:: GIVEN ENTRIES ::
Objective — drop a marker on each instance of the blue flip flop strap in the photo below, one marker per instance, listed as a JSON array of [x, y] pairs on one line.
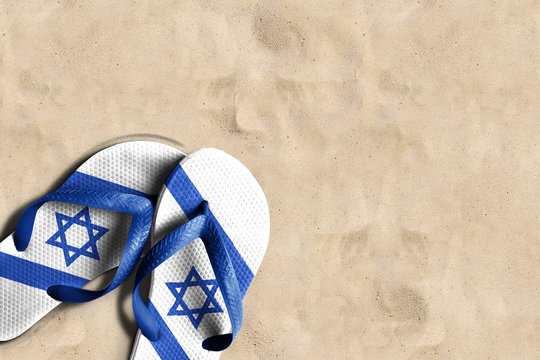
[[204, 227], [141, 210]]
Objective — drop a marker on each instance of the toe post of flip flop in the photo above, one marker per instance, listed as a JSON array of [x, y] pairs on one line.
[[99, 219], [212, 229]]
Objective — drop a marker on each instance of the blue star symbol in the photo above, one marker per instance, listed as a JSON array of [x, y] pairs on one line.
[[180, 308], [72, 253]]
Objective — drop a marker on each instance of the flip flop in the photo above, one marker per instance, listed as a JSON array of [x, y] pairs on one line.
[[201, 269], [80, 231]]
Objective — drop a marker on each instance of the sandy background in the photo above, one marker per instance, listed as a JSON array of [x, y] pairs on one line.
[[398, 143]]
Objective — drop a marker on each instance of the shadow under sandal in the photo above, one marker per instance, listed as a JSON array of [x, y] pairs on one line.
[[201, 270], [97, 220]]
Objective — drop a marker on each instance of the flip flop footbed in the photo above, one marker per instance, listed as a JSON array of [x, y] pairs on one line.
[[73, 244], [184, 296]]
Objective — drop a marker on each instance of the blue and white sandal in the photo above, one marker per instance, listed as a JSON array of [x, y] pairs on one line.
[[97, 220], [213, 222]]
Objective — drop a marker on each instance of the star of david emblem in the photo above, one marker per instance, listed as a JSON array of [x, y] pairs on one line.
[[180, 308], [72, 253]]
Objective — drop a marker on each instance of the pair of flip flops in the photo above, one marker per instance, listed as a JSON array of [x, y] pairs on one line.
[[208, 222]]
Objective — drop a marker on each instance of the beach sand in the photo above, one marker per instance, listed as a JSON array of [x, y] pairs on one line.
[[397, 142]]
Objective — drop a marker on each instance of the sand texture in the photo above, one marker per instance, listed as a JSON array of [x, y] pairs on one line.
[[398, 144]]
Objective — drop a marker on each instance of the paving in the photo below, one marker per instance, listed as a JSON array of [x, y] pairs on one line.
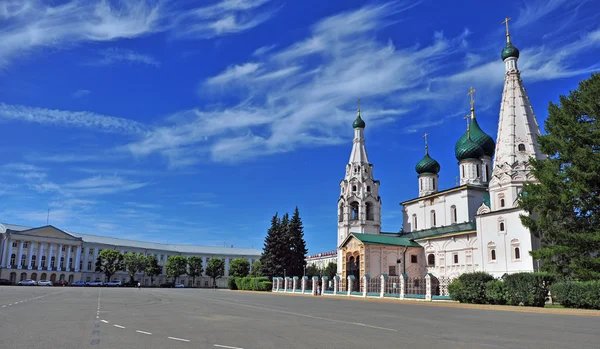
[[65, 317]]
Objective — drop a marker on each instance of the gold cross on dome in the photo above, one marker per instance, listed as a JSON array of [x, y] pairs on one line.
[[506, 22], [471, 93]]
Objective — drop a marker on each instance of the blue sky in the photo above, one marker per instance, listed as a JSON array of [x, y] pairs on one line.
[[176, 122]]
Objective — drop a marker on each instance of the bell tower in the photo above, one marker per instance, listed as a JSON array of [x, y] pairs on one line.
[[359, 204]]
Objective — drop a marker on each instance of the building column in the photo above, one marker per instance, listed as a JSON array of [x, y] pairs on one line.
[[59, 257], [77, 257], [69, 247], [5, 253], [30, 255], [49, 257], [18, 259], [39, 255]]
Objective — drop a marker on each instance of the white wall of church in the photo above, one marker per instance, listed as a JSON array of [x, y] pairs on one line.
[[503, 233], [465, 202]]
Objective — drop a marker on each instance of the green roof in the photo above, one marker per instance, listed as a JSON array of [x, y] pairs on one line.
[[440, 231], [385, 240]]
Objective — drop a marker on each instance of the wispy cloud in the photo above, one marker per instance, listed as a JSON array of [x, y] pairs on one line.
[[80, 93], [81, 119], [120, 55]]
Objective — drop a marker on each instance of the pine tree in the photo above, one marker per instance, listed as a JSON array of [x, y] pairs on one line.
[[297, 246], [564, 206]]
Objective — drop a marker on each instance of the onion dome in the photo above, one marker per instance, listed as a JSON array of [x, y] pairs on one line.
[[509, 51], [483, 139], [466, 148], [427, 165]]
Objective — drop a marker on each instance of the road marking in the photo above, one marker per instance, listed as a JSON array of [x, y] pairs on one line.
[[179, 339], [302, 315]]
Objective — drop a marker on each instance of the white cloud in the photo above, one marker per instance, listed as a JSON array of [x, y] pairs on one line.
[[117, 55], [81, 93], [81, 119]]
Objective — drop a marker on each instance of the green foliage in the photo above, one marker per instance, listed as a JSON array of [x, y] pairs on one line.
[[239, 267], [470, 287], [109, 262], [251, 284], [564, 206], [496, 292], [152, 267], [134, 263], [577, 294], [256, 268], [194, 268], [176, 266], [215, 269], [529, 289]]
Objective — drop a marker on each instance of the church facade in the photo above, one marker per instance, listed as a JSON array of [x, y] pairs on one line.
[[474, 226]]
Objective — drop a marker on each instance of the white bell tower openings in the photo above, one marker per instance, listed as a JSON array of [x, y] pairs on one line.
[[516, 141]]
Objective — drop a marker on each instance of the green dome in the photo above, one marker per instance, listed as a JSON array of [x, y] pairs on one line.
[[510, 51], [466, 148], [483, 139], [427, 165], [358, 123]]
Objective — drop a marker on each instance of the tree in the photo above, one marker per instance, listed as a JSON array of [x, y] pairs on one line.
[[194, 268], [272, 258], [256, 268], [109, 262], [239, 267], [564, 205], [296, 252], [176, 266], [215, 269], [152, 267], [133, 263]]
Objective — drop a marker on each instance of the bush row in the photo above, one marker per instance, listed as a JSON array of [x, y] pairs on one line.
[[529, 289], [248, 283], [577, 294]]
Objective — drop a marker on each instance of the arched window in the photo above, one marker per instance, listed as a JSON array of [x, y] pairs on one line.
[[369, 211], [453, 214], [354, 211], [431, 260]]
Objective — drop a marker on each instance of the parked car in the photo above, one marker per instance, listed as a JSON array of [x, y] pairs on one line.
[[27, 282], [94, 283]]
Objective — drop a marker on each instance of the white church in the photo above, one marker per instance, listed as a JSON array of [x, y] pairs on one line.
[[474, 226]]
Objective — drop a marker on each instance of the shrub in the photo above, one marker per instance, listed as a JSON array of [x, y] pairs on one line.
[[470, 287], [577, 294], [496, 292], [529, 289]]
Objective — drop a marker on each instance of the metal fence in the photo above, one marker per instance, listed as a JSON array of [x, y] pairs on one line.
[[392, 286]]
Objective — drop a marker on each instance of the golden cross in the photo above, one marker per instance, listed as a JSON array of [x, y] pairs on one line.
[[471, 93], [506, 22]]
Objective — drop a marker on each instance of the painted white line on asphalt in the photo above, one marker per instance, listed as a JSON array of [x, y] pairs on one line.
[[179, 339]]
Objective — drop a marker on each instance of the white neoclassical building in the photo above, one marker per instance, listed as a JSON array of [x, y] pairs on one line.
[[49, 253], [474, 226]]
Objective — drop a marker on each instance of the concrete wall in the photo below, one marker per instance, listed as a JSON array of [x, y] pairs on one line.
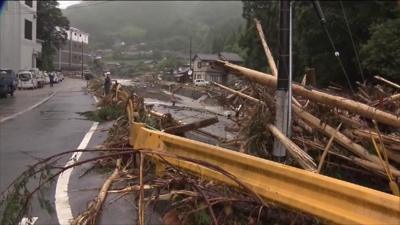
[[16, 52]]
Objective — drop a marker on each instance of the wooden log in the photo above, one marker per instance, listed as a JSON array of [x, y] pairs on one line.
[[271, 61], [373, 166], [311, 77], [326, 149], [392, 98], [180, 129], [340, 138], [238, 93], [317, 96], [390, 83], [234, 94], [295, 151], [387, 139], [350, 122]]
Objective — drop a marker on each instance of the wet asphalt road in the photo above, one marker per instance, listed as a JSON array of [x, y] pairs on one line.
[[51, 128]]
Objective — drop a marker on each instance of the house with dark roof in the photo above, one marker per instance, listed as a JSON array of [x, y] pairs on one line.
[[202, 66]]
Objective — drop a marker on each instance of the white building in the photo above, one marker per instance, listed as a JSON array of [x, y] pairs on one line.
[[74, 54], [19, 48]]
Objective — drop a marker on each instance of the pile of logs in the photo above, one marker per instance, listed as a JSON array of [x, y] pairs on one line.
[[360, 130]]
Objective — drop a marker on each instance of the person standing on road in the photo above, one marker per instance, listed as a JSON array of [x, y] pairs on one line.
[[107, 85], [51, 77]]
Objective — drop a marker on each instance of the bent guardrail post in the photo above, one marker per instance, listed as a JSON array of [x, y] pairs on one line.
[[325, 197]]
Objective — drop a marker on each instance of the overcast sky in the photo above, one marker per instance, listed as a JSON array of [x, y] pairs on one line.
[[64, 4]]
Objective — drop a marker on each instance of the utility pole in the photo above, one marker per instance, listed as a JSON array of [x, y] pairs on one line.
[[59, 58], [82, 60], [190, 52], [283, 92]]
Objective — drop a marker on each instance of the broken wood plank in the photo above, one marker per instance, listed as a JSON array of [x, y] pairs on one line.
[[238, 93], [271, 61], [180, 129], [234, 94], [340, 138], [326, 149], [390, 83], [317, 96], [301, 157]]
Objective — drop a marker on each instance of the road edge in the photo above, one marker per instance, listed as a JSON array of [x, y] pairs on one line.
[[13, 116], [62, 205]]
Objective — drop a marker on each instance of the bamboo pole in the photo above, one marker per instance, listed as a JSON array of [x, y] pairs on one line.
[[241, 91], [267, 51], [296, 152], [330, 131], [392, 98], [326, 149], [387, 82], [317, 96], [180, 129], [339, 137], [238, 93]]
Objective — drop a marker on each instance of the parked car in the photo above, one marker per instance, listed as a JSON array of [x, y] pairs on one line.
[[200, 82], [60, 76], [56, 79], [8, 82], [41, 81], [26, 79], [46, 77]]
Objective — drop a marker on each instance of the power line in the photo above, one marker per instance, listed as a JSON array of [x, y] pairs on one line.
[[352, 41], [86, 5], [318, 9]]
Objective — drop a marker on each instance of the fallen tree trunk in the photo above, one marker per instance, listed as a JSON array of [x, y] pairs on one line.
[[366, 134], [268, 53], [387, 82], [234, 94], [180, 129], [339, 137], [329, 131], [392, 98], [89, 216], [297, 153], [238, 93], [317, 96]]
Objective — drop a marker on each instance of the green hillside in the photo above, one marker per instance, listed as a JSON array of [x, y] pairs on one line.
[[164, 25]]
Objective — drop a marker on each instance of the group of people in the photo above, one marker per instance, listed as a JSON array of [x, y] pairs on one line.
[[107, 83]]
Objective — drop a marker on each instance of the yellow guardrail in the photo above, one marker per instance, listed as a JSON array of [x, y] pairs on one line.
[[335, 200], [325, 197]]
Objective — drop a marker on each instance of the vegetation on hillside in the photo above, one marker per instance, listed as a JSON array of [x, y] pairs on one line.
[[162, 25], [374, 27], [48, 18]]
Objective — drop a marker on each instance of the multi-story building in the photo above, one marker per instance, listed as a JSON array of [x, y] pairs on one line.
[[74, 53], [203, 68], [19, 48]]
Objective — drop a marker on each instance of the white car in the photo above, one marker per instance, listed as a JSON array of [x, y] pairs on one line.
[[46, 77], [56, 78], [27, 79], [200, 82], [60, 76]]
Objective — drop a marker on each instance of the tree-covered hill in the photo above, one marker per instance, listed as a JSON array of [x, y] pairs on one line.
[[161, 24]]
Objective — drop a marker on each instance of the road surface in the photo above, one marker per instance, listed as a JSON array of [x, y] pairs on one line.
[[50, 128]]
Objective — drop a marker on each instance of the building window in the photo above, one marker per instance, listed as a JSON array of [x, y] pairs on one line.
[[29, 3], [28, 29]]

:: EXERCISE BRIEF ::
The expected output is the exact run of lines from the line with "the building window" through the last line of the material above.

:: TASK RESPONSE ::
Objective — drop a marker on each instance of the building window in the photo above, one marker per instance, listed as a JSON array of [x, y] pairs on one line.
[[29, 3], [28, 29]]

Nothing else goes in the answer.